What you should do | Pull out every line in the records below that contains the string "object", treating the match as case-sensitive.

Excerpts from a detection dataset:
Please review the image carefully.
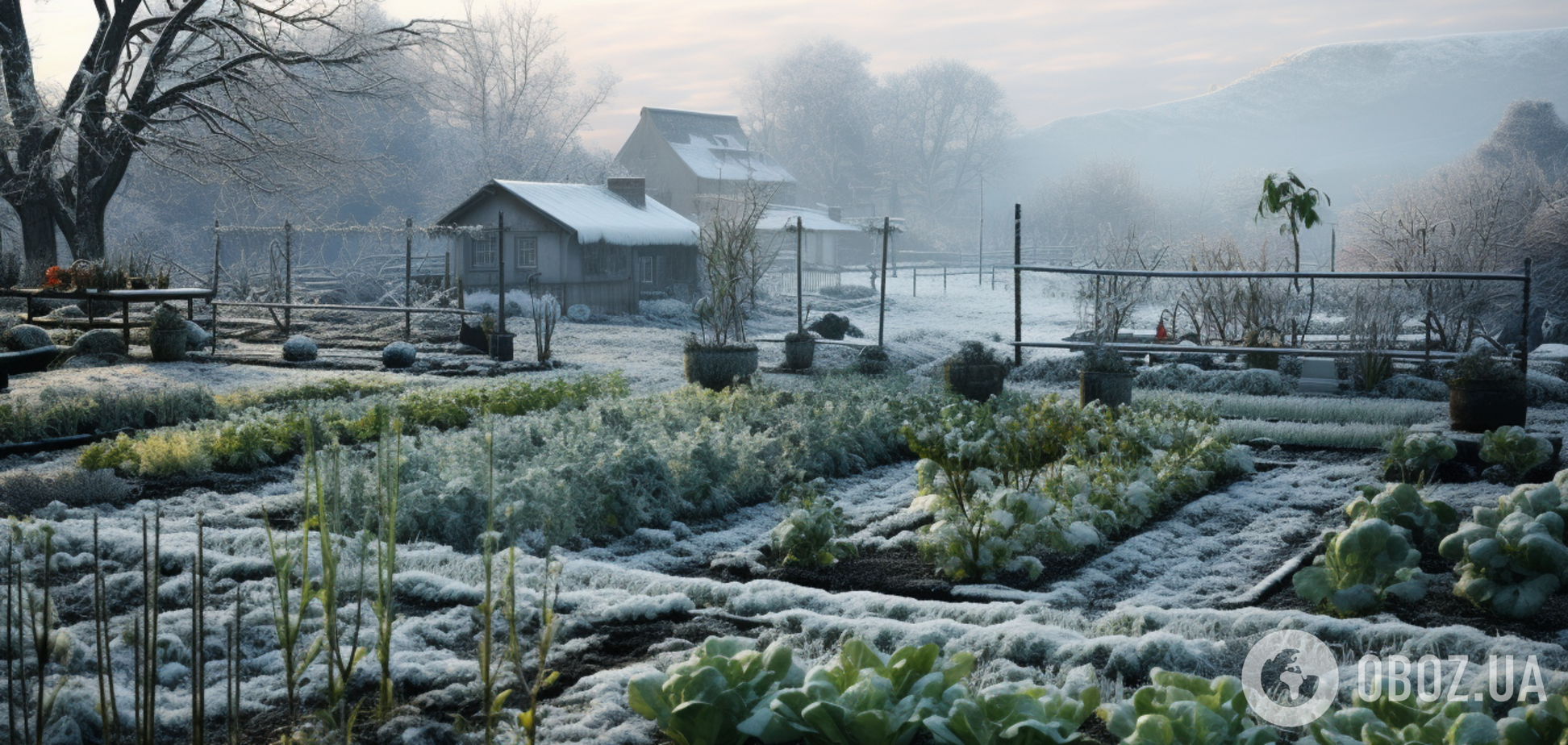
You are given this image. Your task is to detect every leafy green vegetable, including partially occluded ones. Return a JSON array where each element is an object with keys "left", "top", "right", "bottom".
[
  {"left": 1345, "top": 483, "right": 1460, "bottom": 544},
  {"left": 1383, "top": 428, "right": 1458, "bottom": 481},
  {"left": 925, "top": 684, "right": 1099, "bottom": 745},
  {"left": 628, "top": 637, "right": 801, "bottom": 745},
  {"left": 1099, "top": 668, "right": 1279, "bottom": 745},
  {"left": 740, "top": 640, "right": 975, "bottom": 745},
  {"left": 1294, "top": 518, "right": 1427, "bottom": 616},
  {"left": 1438, "top": 510, "right": 1568, "bottom": 618},
  {"left": 1480, "top": 427, "right": 1553, "bottom": 478},
  {"left": 769, "top": 478, "right": 854, "bottom": 566}
]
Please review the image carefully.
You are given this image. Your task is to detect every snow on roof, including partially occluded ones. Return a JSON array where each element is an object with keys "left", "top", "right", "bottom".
[
  {"left": 643, "top": 108, "right": 795, "bottom": 182},
  {"left": 457, "top": 179, "right": 698, "bottom": 246},
  {"left": 757, "top": 206, "right": 861, "bottom": 232}
]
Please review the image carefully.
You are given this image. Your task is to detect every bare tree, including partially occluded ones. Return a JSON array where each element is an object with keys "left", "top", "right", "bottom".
[
  {"left": 877, "top": 60, "right": 1013, "bottom": 216},
  {"left": 422, "top": 0, "right": 619, "bottom": 188},
  {"left": 740, "top": 38, "right": 877, "bottom": 204},
  {"left": 1350, "top": 157, "right": 1549, "bottom": 350},
  {"left": 0, "top": 0, "right": 425, "bottom": 274}
]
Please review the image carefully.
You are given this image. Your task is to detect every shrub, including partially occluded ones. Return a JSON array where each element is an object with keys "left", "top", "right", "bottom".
[
  {"left": 628, "top": 637, "right": 803, "bottom": 745},
  {"left": 1383, "top": 428, "right": 1458, "bottom": 481},
  {"left": 740, "top": 639, "right": 975, "bottom": 745},
  {"left": 1480, "top": 427, "right": 1553, "bottom": 478},
  {"left": 1294, "top": 518, "right": 1427, "bottom": 616},
  {"left": 1078, "top": 343, "right": 1132, "bottom": 375},
  {"left": 1099, "top": 668, "right": 1279, "bottom": 745},
  {"left": 769, "top": 478, "right": 854, "bottom": 566}
]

Reply |
You are given this image. Your task is to detect every leafy green vegetable, including partially occluded ones. Return a JSON array where each element is an object with keys "left", "top", "right", "bottom".
You are given this image. Your task is to detect every snow on roof, including partially occluded ones. Return a JSON array where each element is an object with keys "left", "top", "right", "bottom".
You are given this image. Your task is to detect every bare tree, including partially occluded ones. Return a JSON array where each element is an object with keys "left", "top", "right", "bottom".
You are given this image. Your task is to detect every shrub, including partially occluded ones. Return a JSON array where each element is an object with keys "left", "top", "right", "bottom".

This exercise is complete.